**Text segment:**
*-*-*
2-year Treasury yields rose 10 bps to 3.76% as interest-rate swaps now price roughly 20 bps of Fed easing by year-end (down from ~30 bps a day earlier and ~50 bps on Feb 28). The U.S. attack on Iran and subsequent oil-price surge have increased inflation risk, prompting investors to demand higher yields and scale back expectations for Fed cuts. President Trump publicly pressured the Fed for immediate rate cuts and criticized Chair Powell, while Fed nominee Kevin Warsh remains awaiting Senate confirmation.

Analysis

Geopolitical shocks that threaten chokepoints produce two offsetting price pressures: an immediate jump to commodity-driven inflation expectations and a simultaneous rise in term premia as risk-averse capital demands compensation. That combination steepens front-end real rates while injecting uncertainty into long-duration cash flows, meaning duration-sensitive assets (REITs, long-duration growth) can suffer outsized mark-to-market losses even if real activity only slows modestly. The supply-chain secondaries are concentrated and time-staggered: tanker insurance and rerouting lift freight and refining inputs within weeks, while agricultural and fertilizer price pass-throughs typically materialize over a single crop cycle (3–9 months). Banks and specialty lenders with concentrated energy or shipping portfolios will feel credit-volatility first; industrials with tight oil-intensity in their input mix (chemicals, airlines, some autos) will face margin compression next, creating an earnings dispersion opportunity across the industrial complex. Tactically, fixed-income markets are now pricing a smaller Fed easing premium than they were—this raises the bar for long-duration rallies and increases the value of explicitly inflation-linked or commodity-exposed holdings. The key reversals to watch are (1) rapid diplomatic de-escalation which can deflate risk premia in days, and (2) a sustained demand shock that forces the Fed to choose growth stability over inflation, which would push real yields materially lower over 3–9 months and flip many trades. Position sizing should therefore be asymmetrical: small tactical longs for convectional protection (inflation-linked/commodity convexity) and selective shorts where duration loss is least reversible.
*-*-*
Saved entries
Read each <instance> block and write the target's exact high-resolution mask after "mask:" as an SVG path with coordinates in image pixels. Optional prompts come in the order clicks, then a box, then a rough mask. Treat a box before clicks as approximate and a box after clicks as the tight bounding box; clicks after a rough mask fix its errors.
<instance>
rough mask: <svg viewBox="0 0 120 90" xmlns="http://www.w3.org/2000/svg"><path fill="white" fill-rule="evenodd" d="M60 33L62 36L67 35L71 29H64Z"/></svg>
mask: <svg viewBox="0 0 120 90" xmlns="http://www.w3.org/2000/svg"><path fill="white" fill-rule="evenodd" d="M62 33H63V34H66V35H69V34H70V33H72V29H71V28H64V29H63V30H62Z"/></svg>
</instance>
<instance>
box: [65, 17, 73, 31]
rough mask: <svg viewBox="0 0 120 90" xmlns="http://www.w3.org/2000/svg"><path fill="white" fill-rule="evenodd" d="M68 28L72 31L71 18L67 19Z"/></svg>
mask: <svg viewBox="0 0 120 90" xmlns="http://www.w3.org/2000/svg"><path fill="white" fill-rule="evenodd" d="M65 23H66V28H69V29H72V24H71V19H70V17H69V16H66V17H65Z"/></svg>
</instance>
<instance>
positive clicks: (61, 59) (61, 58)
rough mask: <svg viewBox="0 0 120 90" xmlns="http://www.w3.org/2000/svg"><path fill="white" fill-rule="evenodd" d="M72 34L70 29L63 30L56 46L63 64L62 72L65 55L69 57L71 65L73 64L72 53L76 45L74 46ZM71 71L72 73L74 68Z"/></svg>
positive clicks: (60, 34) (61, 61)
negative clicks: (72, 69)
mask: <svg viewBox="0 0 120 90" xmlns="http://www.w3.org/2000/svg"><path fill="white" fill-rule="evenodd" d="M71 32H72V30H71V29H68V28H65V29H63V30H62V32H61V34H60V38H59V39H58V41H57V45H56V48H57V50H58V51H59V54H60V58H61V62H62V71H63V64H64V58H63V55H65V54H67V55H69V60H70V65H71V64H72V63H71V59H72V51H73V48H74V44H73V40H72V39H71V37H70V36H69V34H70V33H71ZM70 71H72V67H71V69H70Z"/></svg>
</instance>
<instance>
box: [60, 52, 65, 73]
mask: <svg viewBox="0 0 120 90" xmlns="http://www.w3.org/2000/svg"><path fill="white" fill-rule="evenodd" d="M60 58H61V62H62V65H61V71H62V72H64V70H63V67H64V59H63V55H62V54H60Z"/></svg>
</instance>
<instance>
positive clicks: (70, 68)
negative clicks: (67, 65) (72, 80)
*-*-*
Copy the Treasury yields text from "2-year Treasury yields" to "awaiting Senate confirmation." word for word.

2-year Treasury yields rose 10 bps to 3.76% as interest-rate swaps now price roughly 20 bps of Fed easing by year-end (down from ~30 bps a day earlier and ~50 bps on Feb 28). The U.S. attack on Iran and subsequent oil-price surge have increased inflation risk, prompting investors to demand higher yields and scale back expectations for Fed cuts. President Trump publicly pressured the Fed for immediate rate cuts and criticized Chair Powell, while Fed nominee Kevin Warsh remains awaiting Senate confirmation.